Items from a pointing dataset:
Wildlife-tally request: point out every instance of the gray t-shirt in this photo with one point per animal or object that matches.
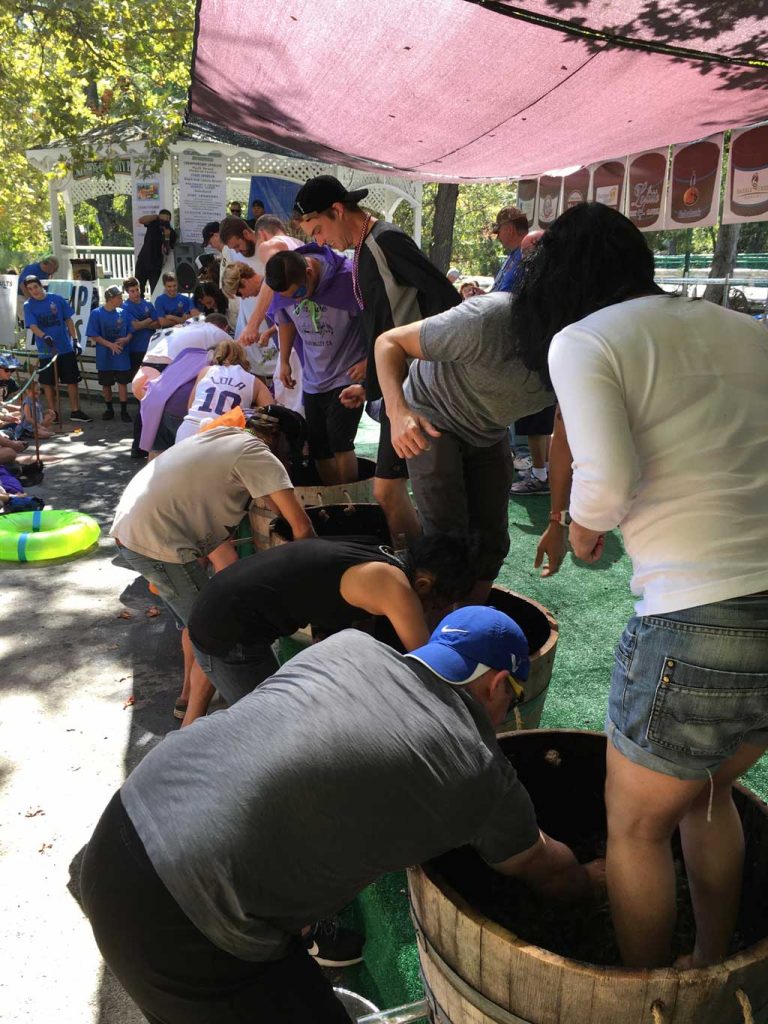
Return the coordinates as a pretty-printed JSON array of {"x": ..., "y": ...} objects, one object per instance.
[
  {"x": 274, "y": 813},
  {"x": 469, "y": 382},
  {"x": 184, "y": 503}
]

# Given task:
Copy out every line of the items above word for word, leaving out the pictures.

# Task solution:
Wildlife-tally request: point out every instance of the gray t-shirt in this photo with one point per animal or object that matches.
Return the coordinates as a pretty-printed JSON array of {"x": ..., "y": ...} objects, one object per instance.
[
  {"x": 274, "y": 813},
  {"x": 469, "y": 382},
  {"x": 184, "y": 503}
]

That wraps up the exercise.